■ Trecho selecionado ■

==============================

Entrevista:O Estado inteligente

quarta-feira, fevereiro 13, 2008

Pizza à vista


Editorial
Correio Braziliense
13/2/2008

Arranjo de última hora culminou a barulhenta refrega política no Congresso em torno da criação de CPI mista para apurar supostas fraudes no uso de cartões corporativos da administração federal. Oposição e governo formalizaram acordo difícil de passar à opinião pública sem reações de suspeita sobre se existe mesmo vontade de chegar à verdade e a resultados consistentes. O entendimento estendeu as atividades investigativas a 1998, período de gestão de Fernando Henrique Cardoso. Mas as partes convencionaram que tanto as contas pessoais do ex-governante quanto as do presidente Luiz Inácio Lula da Silva ficariam fora do alcance da CPI.

O interlocutor do Palácio do Planalto nas conversações com líderes oposicionistas, deputado Carlos Sampaio (PSDB-SP), por meio de frase curta mas de grande poder sugestivo, reduziu a simples trivialidade o pacto firmado: “O acordo é fazer uma investigação institucional, verificar os gastos públicos e a transparência. Não vamos fulanizar”. É quase nada para o contribuinte, que espera revelações por inteiro sobre o montante dos desvios de recursos públicos, identificação de quem os desviou e a submissão dos culpados às barras dos tribunais.

Se acaso a definição de Sampaio é partilhada pela oposição —no fundo, singela tomada de contas para diagnosticar o grau de transparência na movimentação de somas sacadas sobre o erário —, seria bastante entregar o problema ao escrutínio da Comissão de Fiscalização Financeira e Controle da Câmara dos Deputados. Não é o caso. Os dados divulgados pela mídia sobre graves indícios de ilegalidade em pagamentos e saques feitos com cartões corporativos exigem devassa obstinada do Poder Legislativo. É para cumprir deveres do gênero que o instituto da comissão parlamentar de inquérito desde sempre figura na ordem constitucional republicana.

==============================

■ Informações fornecidas ■
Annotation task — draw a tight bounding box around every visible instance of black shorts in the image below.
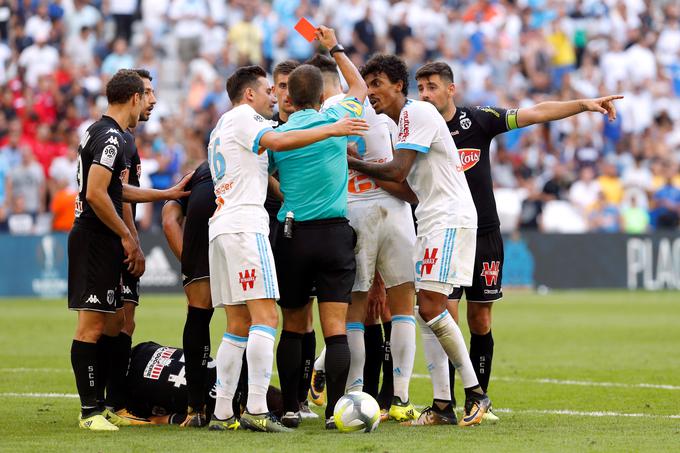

==============================

■ Instruções das tarefas ■
1 - Segundo o editorial, até qual ano o acordo entre oposição e governo estendeu as atividades investigativas da CPI?
2 - Repita sem alterações o trecho do editorial que se inicia nas palavras "quarta-feira, fevereiro 13, 2008" e termina em "alcance da CPI.".
3 - Resuma o editorial em duas frases, por favor.
O material não tem papel algum nesta atividade.

■ Respostas por tarefa ■
1 - 1998

2 -
quarta-feira, fevereiro 13, 2008

Pizza à vista


Editorial
Correio Braziliense
13/2/2008

Arranjo de última hora culminou a barulhenta refrega política no Congresso em torno da criação de CPI mista para apurar supostas fraudes no uso de cartões corporativos da administração federal. Oposição e governo formalizaram acordo difícil de passar à opinião pública sem reações de suspeita sobre se existe mesmo vontade de chegar à verdade e a resultados consistentes. O entendimento estendeu as atividades investigativas a 1998, período de gestão de Fernando Henrique Cardoso. Mas as partes convencionaram que tanto as contas pessoais do ex-governante quanto as do presidente Luiz Inácio Lula da Silva ficariam fora do alcance da CPI.

3 - Governo e oposição fecharam um acordo para criar uma CPI mista sobre supostas fraudes no uso de cartões corporativos da administração federal, estendendo a investigação a 1998, mas deixando fora de seu alcance as contas pessoais de Fernando Henrique Cardoso e de Lula. O editorial considera o pacto quase nada para o contribuinte e afirma que os graves indícios de ilegalidade exigem devassa obstinada do Poder Legislativo, e não uma simples tomada de contas.